[Start THE INPUT]

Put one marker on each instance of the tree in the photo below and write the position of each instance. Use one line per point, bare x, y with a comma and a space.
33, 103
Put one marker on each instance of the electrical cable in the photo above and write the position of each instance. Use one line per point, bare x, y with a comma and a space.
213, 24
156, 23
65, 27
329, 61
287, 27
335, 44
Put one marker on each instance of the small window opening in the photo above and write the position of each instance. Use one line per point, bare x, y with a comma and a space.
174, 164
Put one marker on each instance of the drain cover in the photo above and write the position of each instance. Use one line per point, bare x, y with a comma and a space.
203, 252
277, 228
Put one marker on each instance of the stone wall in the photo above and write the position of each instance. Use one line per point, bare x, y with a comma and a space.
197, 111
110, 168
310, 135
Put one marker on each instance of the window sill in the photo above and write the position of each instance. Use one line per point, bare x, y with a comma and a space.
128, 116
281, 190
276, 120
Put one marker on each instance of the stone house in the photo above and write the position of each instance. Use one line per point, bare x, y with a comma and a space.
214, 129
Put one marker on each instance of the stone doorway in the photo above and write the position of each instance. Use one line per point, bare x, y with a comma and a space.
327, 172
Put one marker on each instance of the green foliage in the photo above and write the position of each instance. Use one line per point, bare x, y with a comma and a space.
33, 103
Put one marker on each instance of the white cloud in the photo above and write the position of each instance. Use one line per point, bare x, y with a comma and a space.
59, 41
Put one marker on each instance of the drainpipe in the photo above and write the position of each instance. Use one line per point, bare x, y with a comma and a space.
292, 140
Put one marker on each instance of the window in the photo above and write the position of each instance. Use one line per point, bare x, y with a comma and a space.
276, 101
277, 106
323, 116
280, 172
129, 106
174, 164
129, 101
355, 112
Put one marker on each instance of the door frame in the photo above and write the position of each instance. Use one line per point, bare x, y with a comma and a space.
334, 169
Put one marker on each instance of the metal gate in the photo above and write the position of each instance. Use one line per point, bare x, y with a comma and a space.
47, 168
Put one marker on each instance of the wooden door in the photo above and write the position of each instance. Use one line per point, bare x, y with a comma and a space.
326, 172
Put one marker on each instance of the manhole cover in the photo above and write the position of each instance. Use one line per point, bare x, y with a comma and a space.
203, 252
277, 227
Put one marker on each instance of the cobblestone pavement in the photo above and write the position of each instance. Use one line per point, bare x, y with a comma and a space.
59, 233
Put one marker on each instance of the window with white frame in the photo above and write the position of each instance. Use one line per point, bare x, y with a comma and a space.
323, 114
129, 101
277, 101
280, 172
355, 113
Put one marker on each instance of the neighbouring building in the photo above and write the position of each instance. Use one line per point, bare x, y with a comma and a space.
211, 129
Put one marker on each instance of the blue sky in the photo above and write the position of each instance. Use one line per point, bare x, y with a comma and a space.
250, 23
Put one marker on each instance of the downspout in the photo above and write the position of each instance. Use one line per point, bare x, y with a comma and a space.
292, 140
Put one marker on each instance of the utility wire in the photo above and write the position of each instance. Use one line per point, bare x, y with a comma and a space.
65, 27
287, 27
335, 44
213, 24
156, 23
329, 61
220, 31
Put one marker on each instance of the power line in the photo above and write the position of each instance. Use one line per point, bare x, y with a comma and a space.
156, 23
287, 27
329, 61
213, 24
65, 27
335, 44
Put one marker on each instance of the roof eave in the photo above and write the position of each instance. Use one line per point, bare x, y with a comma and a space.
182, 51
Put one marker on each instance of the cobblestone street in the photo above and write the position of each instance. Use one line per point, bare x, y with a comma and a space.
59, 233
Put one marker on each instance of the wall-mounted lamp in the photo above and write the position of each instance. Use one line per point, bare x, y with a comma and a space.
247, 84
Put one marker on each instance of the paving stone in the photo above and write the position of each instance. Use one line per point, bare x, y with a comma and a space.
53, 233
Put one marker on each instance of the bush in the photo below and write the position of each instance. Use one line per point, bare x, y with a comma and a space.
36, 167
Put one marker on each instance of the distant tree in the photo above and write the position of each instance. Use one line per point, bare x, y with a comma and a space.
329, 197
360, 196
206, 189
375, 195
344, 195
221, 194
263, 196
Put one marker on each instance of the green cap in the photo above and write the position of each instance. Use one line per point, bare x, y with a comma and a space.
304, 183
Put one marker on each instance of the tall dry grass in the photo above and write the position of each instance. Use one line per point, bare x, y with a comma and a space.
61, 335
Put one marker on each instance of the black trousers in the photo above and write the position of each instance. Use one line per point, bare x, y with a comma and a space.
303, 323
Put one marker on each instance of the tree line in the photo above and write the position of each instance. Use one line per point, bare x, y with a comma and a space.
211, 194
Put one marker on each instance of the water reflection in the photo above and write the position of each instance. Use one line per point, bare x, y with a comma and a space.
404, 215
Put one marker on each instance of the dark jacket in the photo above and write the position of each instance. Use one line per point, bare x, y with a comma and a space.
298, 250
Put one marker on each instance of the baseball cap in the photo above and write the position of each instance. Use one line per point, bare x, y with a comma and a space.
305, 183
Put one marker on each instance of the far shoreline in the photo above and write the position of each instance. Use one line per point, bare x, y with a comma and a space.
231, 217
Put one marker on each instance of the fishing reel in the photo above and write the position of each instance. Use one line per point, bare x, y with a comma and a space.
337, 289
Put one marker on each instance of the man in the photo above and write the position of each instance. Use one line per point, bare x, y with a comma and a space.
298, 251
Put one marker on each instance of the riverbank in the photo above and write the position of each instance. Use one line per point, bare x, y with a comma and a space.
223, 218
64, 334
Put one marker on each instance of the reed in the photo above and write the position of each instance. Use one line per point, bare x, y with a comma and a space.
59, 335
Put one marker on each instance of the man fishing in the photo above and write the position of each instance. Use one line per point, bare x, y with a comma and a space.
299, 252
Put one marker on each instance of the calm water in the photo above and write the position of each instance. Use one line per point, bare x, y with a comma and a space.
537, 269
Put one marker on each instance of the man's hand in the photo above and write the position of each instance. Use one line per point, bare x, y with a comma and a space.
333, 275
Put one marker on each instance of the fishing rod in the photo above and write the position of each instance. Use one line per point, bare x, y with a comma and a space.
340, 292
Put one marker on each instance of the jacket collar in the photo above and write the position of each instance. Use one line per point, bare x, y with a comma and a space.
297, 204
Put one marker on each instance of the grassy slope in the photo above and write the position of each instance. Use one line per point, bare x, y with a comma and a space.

[End THE INPUT]

▶ _WHAT THE EXERCISE ASKS_: Give the complete listing a second time, exactly as it reads.

▶ _THE SOLUTION_:
Put one marker on each instance of the tree in the photo below and write the position of each instance. Use one line per point, bare x, y with a comma and a space.
33, 103
Put one marker on each instance of the electrical cable in the photo above and write the position of each instance. Use one line per point, bare x, y with a comma and a space.
213, 24
156, 23
65, 27
329, 61
287, 27
335, 44
Put one marker on each instance of the small window opening in the photo above and write the position of each instance. Use one line per point, bare x, y with a comma and a space.
174, 164
Put one marker on each instance of the drain cover in the photo above and write the position of each instance. Use one line per point, bare x, y with a comma and a space.
203, 252
277, 228
Put one marker on each instance of the stone wall in the photo above and write the position of each instance. Use one line per point, bare x, y with a comma and a space.
197, 111
110, 168
310, 135
Put one marker on each instance of the window sill in the photo above and write the position of each instance. Use one line per point, bare x, y with a comma and a space.
128, 116
281, 190
276, 120
Put one marker on each instance of the stone house in the photo above and write the position of each instance. Use one line per point, bare x, y with a comma and a space.
214, 129
Put one marker on each instance of the stone doorway in the photo above and write the position of each instance. Use one line per point, bare x, y with a comma and a space.
327, 172
Put one marker on each instance of the green foliage in the photo above and write the position of each instance. Use one line per point, bare x, y with a comma and a space.
33, 103
Put one marker on each instance of the white cloud in the photo above and write the position of each instance. Use one line per point, bare x, y with a comma and a space.
59, 41
Put one marker on each instance of the drainpipe in the photo above and write the position of each instance. Use one line per point, bare x, y with a comma and a space.
292, 140
Put one marker on each instance of the window in the photo above and write the position of each instance. Use one line per point, bare x, y with a comma and a space.
276, 101
277, 106
323, 116
280, 172
129, 106
174, 164
129, 101
355, 112
Put one marker on each instance of the door frame in the photo above and write the position of each instance. Use one line per point, bare x, y with a comma and a space.
334, 169
Put one marker on each instance of the metal gate in the photo above and write the position of each instance. Use one line per point, bare x, y with a comma and a space.
47, 168
Put one marker on each instance of the wooden door in the photo above and write the position of each instance. Use one line per point, bare x, y with a comma and a space.
326, 172
Put one marker on each instance of the manhole cover in the photo above and write the position of each instance. Use one line per point, bare x, y with a comma and a space.
203, 252
277, 227
Put one marker on each instance of the cobblestone pavement in the photo above and write the position of each instance. Use one line per point, bare x, y with a comma and a space.
59, 233
Put one marker on each instance of the window with white frame in the photo above and write the position of each instance. Use one line per point, bare x, y with a comma and a space.
323, 114
129, 101
277, 101
280, 172
355, 113
Put one marker on each instance of the neighbouring building in the photo above and write the position of each instance. Use one line per point, bare x, y with a comma and a space.
211, 129
Put one marker on each instance of the blue sky in the photo above and write the position of each instance. Use one line per point, bare x, y with a comma and a space.
250, 23
Put one marker on each instance of the downspout in the photo above and write the position of each instance. Use one line per point, bare x, y with a comma and a space.
292, 140
Put one marker on each instance of the utility wire in the photo above and write the position of each instance. Use one line per point, bare x, y with a comma and a space.
65, 27
287, 27
335, 44
213, 24
156, 23
329, 61
220, 31
Put one marker on each instance of the power line in the photo above and write the position of each instance. Use one line per point, bare x, y with a comma and a space.
156, 23
287, 27
329, 61
213, 24
65, 27
335, 44
Put one marker on each instance of the roof eave in the photo above and write the position of each instance. Use one line per point, bare x, y with a comma and a space.
182, 51
Put one marker on each instance of the cobblestone street in the photo above and write the position of each instance. Use one line per point, bare x, y with a comma and a space.
59, 233
Put one marker on each instance of the wall-mounted lamp in the photo above and write the position of each instance. Use one line per point, bare x, y with a comma and a space.
247, 84
Put one marker on each instance of the paving stone in the photo above and write the position of each instance. Use one line per point, bare x, y with a comma and a space.
53, 233
Put one marker on each instance of the bush in the photo below and write the position of each instance. Use one line per point, bare x, y with a comma and a space.
36, 167
Put one marker on each instance of the distant tree in the photo above and write the position of each instance. Use one line per point, bare x, y with a comma and a space.
329, 197
360, 196
206, 189
375, 195
344, 195
221, 194
263, 196
Put one marker on each instance of the green cap in the photo above and write the position of each instance. Use one line per point, bare x, y with a comma and a space.
304, 183
Put one marker on each instance of the tall dry grass in the photo above and write the position of each instance. Use one line per point, bare x, y with a comma and a space.
61, 335
Put one marker on each instance of the black trousers in the photo above and write the position of each instance. Use one line per point, bare x, y with a comma and a space.
303, 323
Put one marker on each instance of the tree line in the photo above and write the position of each instance. Use one line per point, bare x, y with a comma and a space.
211, 194
Put one marker on each instance of the water reflection in the photo above and write the position of each instance. Use one line per point, bare x, y with a comma and a space.
404, 215
Put one marker on each instance of the dark jacket in the photo above and write the position of each instance. Use one line per point, bare x, y with a comma and a space.
298, 250
Put one marker on each instance of the baseball cap in the photo above and write the position of each instance. Use one line per point, bare x, y with a comma and a space.
305, 183
Put one marker on each instance of the far shoreline in the photo above and write the position of each instance. Use one line per point, bare x, y with a comma and a space.
231, 217
Put one marker on each instance of the fishing reel in the photo above and write the position of each instance. Use one line per point, bare x, y with a comma and a space.
337, 289
Put one marker on each instance of the man in the photo above and write the position of each instance. Use one line per point, bare x, y with a comma and a space.
298, 251
Put one marker on each instance of the riverbank in the photo above and write the position of each instance. Use one line per point, bare x, y with a comma and a space.
223, 218
64, 334
Put one marker on each instance of the reed in the photo above and write the position of each instance. Use one line per point, bare x, y with a comma and a space.
59, 335
Put one marker on each instance of the man fishing in the photo above and write the position of each instance. Use one line per point, bare x, y with a comma and a space.
299, 252
Put one marker on each instance of the calm water in the photo above and write the position of each instance. Use one line per point, bare x, y with a comma and a space.
537, 269
Put one marker on each instance of the man's hand in the photo above and write the position of each instance. Use one line per point, bare x, y with a comma and a space.
333, 275
Put one marker on each instance of the fishing rod in the photo above and write the position of each instance. Use one line per point, bare x, y with a comma and a space.
340, 292
Put one marker on each instance of the jacket collar in the photo above and write the position of each instance. Use one line per point, bare x, y with a comma and a space.
297, 204
Put one marker on each instance of the grassy slope in the photo above and write the position of each instance. Use one line per point, bare x, y with a comma and a space.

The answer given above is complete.